### What to work on
Copy each line of the records below that mentions the word "stands".

Given information Start Marker

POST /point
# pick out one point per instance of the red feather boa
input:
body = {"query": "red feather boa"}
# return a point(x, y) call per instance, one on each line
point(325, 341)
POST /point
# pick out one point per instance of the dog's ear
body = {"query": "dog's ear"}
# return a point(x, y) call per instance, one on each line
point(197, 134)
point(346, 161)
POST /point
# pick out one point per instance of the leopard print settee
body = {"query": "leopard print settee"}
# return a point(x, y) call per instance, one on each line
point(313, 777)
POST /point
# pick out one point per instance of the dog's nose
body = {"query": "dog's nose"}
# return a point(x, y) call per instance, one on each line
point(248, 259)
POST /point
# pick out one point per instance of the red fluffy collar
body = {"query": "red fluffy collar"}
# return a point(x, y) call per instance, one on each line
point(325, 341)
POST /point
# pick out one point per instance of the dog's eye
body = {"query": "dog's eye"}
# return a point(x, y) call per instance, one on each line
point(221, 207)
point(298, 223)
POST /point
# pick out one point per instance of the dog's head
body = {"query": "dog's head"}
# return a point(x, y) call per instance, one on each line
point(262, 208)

Given information End Marker
Given information Start Marker

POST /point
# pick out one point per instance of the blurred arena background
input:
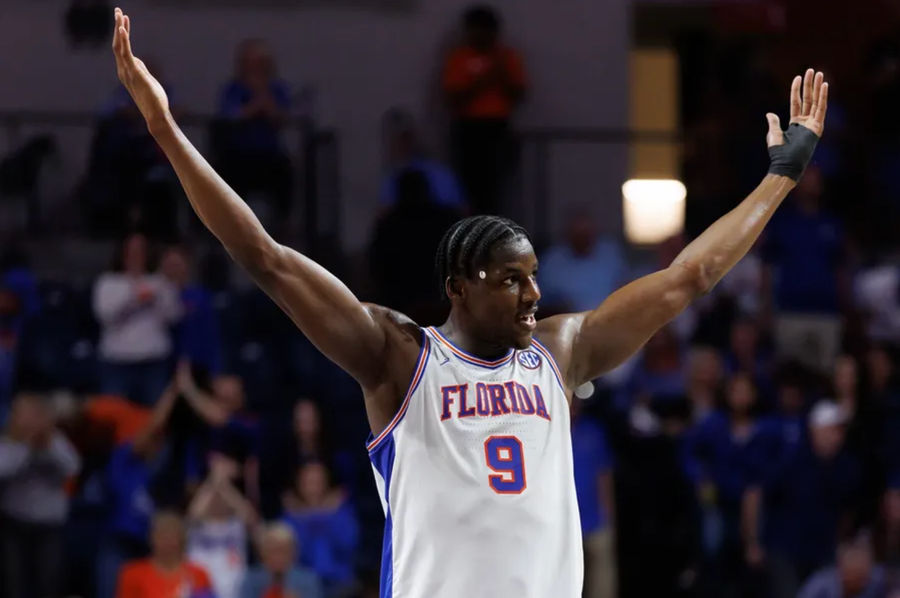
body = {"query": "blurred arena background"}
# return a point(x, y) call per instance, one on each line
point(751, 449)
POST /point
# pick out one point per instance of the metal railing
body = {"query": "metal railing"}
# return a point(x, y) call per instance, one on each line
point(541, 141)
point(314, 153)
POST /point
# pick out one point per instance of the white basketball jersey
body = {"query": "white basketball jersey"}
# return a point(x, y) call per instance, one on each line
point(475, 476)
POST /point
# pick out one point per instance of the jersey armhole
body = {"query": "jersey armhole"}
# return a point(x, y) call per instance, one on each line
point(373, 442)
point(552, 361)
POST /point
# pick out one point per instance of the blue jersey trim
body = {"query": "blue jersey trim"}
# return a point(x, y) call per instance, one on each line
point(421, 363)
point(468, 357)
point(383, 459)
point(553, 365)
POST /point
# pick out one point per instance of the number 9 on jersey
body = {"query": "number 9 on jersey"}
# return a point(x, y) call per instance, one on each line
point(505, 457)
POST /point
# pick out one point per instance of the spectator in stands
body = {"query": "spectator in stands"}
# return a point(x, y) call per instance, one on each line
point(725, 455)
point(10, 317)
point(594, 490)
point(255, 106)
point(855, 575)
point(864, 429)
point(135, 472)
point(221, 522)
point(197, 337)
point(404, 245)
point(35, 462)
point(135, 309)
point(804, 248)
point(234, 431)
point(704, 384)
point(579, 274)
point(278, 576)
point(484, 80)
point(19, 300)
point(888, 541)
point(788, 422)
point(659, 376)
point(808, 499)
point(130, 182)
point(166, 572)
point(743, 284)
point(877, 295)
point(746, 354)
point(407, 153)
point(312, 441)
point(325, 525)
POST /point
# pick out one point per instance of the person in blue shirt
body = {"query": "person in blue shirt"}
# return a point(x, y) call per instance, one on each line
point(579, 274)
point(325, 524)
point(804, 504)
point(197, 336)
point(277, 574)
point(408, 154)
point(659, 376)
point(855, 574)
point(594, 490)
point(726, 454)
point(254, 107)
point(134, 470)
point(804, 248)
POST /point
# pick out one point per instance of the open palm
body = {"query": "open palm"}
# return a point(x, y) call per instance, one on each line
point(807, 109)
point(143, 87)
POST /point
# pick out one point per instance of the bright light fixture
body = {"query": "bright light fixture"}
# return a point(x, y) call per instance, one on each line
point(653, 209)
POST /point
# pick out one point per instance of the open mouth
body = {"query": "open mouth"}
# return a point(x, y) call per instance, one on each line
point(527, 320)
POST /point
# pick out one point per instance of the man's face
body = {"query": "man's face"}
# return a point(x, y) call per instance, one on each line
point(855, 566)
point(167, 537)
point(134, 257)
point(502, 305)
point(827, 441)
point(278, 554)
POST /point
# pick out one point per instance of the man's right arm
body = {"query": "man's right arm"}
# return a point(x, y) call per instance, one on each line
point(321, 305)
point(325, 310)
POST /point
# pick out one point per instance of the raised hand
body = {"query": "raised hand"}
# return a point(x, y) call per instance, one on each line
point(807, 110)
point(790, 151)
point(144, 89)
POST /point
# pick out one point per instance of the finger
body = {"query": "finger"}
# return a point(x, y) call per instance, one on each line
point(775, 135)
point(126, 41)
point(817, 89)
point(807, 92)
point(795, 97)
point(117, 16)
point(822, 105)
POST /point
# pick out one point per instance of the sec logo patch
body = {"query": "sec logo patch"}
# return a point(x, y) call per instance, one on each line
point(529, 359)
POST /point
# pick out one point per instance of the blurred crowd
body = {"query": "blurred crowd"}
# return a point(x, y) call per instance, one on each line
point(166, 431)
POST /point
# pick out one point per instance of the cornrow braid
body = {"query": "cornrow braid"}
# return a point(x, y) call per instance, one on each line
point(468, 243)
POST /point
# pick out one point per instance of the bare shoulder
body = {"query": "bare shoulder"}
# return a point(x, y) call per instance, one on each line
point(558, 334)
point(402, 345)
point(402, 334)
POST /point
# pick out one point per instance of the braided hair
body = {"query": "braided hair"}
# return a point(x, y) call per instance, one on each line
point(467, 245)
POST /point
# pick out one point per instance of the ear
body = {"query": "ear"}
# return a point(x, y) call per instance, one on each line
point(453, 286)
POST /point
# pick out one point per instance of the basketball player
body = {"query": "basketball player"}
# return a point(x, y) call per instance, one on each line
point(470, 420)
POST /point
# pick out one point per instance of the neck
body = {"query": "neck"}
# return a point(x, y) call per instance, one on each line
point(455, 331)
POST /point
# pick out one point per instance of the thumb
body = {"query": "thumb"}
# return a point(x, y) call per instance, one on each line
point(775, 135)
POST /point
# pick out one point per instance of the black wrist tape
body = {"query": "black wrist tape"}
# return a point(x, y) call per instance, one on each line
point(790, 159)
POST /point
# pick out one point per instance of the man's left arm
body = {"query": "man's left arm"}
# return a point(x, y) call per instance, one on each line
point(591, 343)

Given information End Marker

### Solution below
# pick out one point per instance of the spectator in stands
body = {"query": "spectator in stands"}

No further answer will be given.